Take the records below from the line that has "Request = tag one keypoint per instance of the metal" through the last record, and write them out again with every "Report" changed to "Output" and nothing else altered.

* Begin *

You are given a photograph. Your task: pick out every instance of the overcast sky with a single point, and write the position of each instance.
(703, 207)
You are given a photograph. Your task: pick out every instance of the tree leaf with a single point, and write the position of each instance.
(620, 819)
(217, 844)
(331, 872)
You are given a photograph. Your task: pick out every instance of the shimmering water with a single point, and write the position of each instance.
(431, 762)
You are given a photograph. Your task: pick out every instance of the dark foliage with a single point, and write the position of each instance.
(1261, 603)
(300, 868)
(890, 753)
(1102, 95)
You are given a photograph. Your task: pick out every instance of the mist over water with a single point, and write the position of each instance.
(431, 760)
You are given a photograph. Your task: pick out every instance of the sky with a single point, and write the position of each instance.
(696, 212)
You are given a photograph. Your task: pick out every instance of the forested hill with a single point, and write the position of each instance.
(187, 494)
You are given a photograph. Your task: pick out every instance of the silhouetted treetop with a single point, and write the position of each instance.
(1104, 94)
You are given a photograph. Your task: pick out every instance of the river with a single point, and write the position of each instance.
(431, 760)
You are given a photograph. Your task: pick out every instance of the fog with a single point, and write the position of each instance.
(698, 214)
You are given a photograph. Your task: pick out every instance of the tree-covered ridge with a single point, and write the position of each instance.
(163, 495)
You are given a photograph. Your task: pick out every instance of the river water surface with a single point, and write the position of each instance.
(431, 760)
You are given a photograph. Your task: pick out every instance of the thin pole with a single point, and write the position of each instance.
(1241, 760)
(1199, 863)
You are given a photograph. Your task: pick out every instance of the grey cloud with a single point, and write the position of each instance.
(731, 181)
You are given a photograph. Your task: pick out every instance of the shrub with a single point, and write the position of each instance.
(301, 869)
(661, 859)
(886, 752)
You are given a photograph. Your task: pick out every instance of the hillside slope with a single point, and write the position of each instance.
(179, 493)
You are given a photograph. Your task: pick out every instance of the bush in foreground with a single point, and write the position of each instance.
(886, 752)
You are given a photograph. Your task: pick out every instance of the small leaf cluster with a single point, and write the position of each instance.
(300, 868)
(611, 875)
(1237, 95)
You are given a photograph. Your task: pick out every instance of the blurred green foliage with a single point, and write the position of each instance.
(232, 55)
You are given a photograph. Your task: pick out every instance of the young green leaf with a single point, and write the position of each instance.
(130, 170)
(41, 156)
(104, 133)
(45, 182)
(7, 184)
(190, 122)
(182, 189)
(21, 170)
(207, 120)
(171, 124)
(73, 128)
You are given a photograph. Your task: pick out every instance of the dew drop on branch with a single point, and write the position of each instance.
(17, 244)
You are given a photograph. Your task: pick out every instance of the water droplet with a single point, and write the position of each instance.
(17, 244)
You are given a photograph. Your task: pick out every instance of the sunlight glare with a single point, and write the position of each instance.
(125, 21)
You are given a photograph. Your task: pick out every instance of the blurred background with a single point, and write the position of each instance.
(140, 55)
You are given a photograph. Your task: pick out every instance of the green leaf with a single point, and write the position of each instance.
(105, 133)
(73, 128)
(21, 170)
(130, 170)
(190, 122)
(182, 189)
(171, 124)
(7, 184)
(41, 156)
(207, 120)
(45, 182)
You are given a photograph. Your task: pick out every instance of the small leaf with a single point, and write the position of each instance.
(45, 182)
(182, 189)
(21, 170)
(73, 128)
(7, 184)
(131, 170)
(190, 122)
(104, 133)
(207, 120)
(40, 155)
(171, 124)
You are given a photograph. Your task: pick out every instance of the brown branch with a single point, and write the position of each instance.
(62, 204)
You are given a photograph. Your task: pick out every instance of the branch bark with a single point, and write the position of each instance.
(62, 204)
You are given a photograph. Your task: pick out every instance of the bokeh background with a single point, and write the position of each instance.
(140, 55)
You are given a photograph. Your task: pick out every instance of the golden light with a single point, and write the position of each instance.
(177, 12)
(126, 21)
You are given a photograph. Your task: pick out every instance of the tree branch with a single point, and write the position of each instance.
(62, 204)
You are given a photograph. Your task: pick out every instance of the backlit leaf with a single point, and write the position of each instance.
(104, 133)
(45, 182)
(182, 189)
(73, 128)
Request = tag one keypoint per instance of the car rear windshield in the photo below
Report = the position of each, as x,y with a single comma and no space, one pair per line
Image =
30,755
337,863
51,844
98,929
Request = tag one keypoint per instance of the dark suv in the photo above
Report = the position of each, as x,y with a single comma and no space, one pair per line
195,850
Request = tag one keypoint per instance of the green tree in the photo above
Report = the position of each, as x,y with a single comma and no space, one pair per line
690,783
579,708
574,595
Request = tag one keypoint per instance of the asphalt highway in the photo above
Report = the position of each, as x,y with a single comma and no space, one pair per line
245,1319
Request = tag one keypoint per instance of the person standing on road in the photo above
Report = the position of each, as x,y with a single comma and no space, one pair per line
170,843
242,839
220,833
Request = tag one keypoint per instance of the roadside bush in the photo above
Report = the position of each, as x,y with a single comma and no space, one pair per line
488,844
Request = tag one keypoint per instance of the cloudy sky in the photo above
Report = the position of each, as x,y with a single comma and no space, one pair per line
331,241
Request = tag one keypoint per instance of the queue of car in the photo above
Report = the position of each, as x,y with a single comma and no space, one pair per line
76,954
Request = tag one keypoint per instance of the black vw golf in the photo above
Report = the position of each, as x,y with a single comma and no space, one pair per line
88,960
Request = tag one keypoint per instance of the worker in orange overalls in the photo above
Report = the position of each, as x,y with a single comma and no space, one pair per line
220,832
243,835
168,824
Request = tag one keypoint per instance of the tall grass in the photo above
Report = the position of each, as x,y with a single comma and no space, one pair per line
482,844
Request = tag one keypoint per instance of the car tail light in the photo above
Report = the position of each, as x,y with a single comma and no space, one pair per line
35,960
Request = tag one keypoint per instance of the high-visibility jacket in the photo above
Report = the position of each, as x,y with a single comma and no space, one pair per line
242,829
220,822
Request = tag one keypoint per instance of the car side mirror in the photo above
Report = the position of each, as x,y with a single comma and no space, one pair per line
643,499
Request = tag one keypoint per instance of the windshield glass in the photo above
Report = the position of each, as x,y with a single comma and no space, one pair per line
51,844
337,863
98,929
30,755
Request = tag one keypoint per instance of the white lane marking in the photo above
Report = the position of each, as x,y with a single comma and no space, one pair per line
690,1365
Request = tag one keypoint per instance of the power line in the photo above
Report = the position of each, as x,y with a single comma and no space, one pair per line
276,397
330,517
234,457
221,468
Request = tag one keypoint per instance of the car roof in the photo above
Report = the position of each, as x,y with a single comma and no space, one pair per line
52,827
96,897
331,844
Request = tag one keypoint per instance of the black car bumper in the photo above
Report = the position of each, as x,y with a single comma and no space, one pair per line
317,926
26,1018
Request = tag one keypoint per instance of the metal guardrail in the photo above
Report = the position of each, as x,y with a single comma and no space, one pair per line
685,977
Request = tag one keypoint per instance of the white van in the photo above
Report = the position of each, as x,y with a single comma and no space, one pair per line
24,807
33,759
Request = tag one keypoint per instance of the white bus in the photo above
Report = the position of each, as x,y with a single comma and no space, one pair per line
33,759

* End *

> **Solution to this exercise**:
Request = tag one keypoint per instance of the metal guardrail in the photo above
Output = the position of each, as x,y with a single comma and no space, one pair per line
685,977
Request = tag one keypoint per instance of the white van in the photo above
Output = the position of each, as x,y with a single comma and no space, one pair per line
24,807
33,759
Request = tag one keypoint per instance of the white bus in the photo above
Output = the position of each, as x,y with a single comma and no space, one pair per line
33,759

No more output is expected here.